▸ **WORK REQUIRED**: Put each line of the listing below into a JSON list of strings, one string per line, leaving out any blank lines.

▸ **STORED ROWS**:
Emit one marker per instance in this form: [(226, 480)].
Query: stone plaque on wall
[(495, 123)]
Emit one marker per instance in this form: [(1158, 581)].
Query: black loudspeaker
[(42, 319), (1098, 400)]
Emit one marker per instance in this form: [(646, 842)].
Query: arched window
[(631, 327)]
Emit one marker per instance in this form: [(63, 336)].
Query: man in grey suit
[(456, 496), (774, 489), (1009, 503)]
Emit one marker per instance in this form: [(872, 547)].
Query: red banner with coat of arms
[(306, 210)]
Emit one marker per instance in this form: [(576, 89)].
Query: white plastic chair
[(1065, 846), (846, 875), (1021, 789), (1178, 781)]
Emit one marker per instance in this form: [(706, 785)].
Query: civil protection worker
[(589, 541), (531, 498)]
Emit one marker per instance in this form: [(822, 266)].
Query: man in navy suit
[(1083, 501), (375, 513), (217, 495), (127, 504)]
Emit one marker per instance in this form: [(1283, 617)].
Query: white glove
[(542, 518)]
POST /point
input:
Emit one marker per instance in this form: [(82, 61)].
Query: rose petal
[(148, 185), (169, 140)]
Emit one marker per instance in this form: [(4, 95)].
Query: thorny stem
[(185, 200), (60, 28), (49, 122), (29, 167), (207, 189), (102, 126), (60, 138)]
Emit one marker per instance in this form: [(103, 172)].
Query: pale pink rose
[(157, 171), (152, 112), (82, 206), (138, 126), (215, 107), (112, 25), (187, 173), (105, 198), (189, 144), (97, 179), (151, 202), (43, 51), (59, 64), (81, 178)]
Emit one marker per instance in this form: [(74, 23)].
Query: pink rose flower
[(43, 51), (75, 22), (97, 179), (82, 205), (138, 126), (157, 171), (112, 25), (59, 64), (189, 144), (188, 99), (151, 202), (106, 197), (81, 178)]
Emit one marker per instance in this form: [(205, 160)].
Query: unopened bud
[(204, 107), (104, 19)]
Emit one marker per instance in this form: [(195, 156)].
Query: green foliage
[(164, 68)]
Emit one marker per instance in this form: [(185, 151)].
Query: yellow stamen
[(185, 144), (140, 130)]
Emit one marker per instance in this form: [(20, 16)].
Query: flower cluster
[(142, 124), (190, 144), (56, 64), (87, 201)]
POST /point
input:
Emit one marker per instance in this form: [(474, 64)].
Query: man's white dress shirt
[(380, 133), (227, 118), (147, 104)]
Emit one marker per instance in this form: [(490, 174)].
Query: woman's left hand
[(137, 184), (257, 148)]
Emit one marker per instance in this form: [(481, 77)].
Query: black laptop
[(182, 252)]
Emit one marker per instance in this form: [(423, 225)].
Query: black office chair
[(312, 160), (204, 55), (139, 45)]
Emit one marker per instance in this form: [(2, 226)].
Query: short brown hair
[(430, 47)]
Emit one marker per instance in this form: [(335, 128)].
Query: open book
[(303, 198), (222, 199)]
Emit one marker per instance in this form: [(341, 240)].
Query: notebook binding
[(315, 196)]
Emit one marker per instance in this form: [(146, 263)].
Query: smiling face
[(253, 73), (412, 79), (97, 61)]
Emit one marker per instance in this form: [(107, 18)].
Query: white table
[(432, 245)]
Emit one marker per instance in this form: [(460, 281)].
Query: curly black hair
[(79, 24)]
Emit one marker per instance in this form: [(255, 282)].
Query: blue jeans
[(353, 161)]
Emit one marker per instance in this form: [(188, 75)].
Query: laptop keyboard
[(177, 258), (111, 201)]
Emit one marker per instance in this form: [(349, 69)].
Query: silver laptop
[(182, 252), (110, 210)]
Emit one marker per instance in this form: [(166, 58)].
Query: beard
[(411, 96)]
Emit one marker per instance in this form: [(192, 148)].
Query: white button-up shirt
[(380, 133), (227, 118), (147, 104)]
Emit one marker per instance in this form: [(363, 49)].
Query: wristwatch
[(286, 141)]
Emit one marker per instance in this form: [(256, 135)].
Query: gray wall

▸ **WRITTEN RESPONSE**:
[
  "Emit one marker per instance in this form: [(226, 480)].",
  "Query: stone plaque on wall",
  "[(495, 123)]",
  "Emit one marker per instance in this form: [(1158, 581)].",
  "Query: black loudspeaker",
  "[(42, 319), (1098, 400)]",
  "Emit one marker per instance in this form: [(646, 842)].",
  "Query: arched window",
  "[(631, 327)]",
  "Emit one marker per instance in this form: [(63, 336)].",
  "Query: man in grey suit",
  "[(456, 496), (774, 489), (1009, 503)]",
  "Emit one marker per instance in this form: [(872, 547)].",
  "Query: red banner with coat of arms",
  "[(306, 210)]",
  "Emit one marker per instance in this form: [(576, 89)].",
  "Query: white plastic chair",
  "[(1065, 846), (846, 875), (1021, 789), (1178, 781)]",
  "Emit one marker per instance in this form: [(706, 785)].",
  "Query: civil protection worker",
  "[(589, 541), (531, 498)]",
  "Emit one marker per instance in this form: [(822, 266)].",
  "Query: man in navy suit",
  "[(1083, 501), (375, 513), (217, 495), (127, 504)]",
  "Emit one marker per instance in this form: [(1283, 617)].",
  "Query: white glove",
  "[(542, 518)]",
  "POST /point",
  "input:",
  "Emit one marker per instance in this form: [(82, 61)].",
  "Query: rose petal",
  "[(148, 185), (169, 140)]",
  "Emit one marker per instance in this form: [(4, 95)].",
  "Query: thorny stem",
  "[(185, 200), (60, 28), (49, 122), (29, 167), (207, 189), (102, 126), (60, 138)]",
  "Emit one marker per instance in this form: [(103, 172)].",
  "Query: pale pink rose",
  "[(157, 171), (152, 112), (82, 206), (138, 126), (215, 107), (112, 25), (187, 173), (105, 198), (189, 144), (97, 179), (151, 202), (43, 51), (59, 64), (81, 178)]",
  "Emit one marker per instance in this form: [(74, 23)].",
  "Query: pink rose flower",
  "[(43, 51), (75, 22), (97, 179), (82, 205), (138, 126), (157, 171), (112, 25), (59, 64), (189, 144), (188, 99), (151, 202), (106, 197), (81, 178)]",
  "Emit one marker per instance in this form: [(205, 160)].",
  "Query: unopened bud",
  "[(204, 107), (104, 19)]",
  "Emit one marker per instance in this form: [(195, 156)].",
  "Query: green foliage",
  "[(164, 68)]",
  "Emit one marker per instance in this form: [(185, 151)].",
  "Query: yellow stamen",
  "[(185, 144), (140, 130)]",
  "Emit one marker per instance in this form: [(20, 16)].",
  "Query: flower cluster",
  "[(142, 124), (190, 144), (56, 64), (87, 201)]",
  "POST /point",
  "input:",
  "Emit one marker per instance in this form: [(474, 64)].",
  "Query: man's white dress shirt",
  "[(380, 133), (227, 118), (147, 104)]",
  "Emit one marker per instance in this form: [(490, 174)].",
  "Query: woman's left hand",
  "[(137, 184), (257, 148)]",
  "Emit one marker per instance in this form: [(481, 77)].",
  "Query: black laptop",
  "[(182, 252)]",
  "Emit one marker per instance in this form: [(423, 225)].",
  "Query: black office chair",
  "[(312, 160), (204, 55), (139, 45)]",
  "Emit one marker per instance in this form: [(2, 226)].",
  "Query: short brown hair",
  "[(430, 47)]",
  "Emit one marker per instance in this form: [(335, 128)].",
  "Query: open book",
  "[(303, 198), (222, 199)]",
  "Emit one marker per instance in this form: [(341, 240)].",
  "Query: notebook binding",
  "[(315, 196)]",
  "Emit one marker per instance in this form: [(146, 263)].",
  "Query: smiling face",
  "[(253, 73), (412, 79), (97, 61)]",
  "Emit one marker per instance in this form: [(107, 18)].",
  "Query: white table",
  "[(432, 245)]",
  "Emit one marker per instance in this form: [(460, 281)].",
  "Query: curly black hair",
  "[(79, 24)]",
  "Emit one marker per instance in this form: [(255, 282)].",
  "Query: blue jeans",
  "[(353, 161)]",
  "Emit one marker per instance in this form: [(188, 75)].",
  "Query: laptop keyboard",
  "[(177, 258), (111, 201)]",
  "Emit one marker per instance in this form: [(349, 69)].",
  "Query: silver laptop",
  "[(182, 252), (110, 210)]",
  "Emit one marker per instance in this form: [(166, 58)].",
  "Query: beard",
  "[(411, 96)]",
  "Emit one marker per instance in this form: [(192, 148)].",
  "Query: white button-up shirt",
  "[(380, 133), (227, 118), (147, 104)]",
  "Emit one marker per instance in this form: [(363, 49)].",
  "Query: wristwatch",
  "[(286, 141)]",
  "Emit one marker per instance in this form: [(256, 135)].",
  "Query: gray wall"
]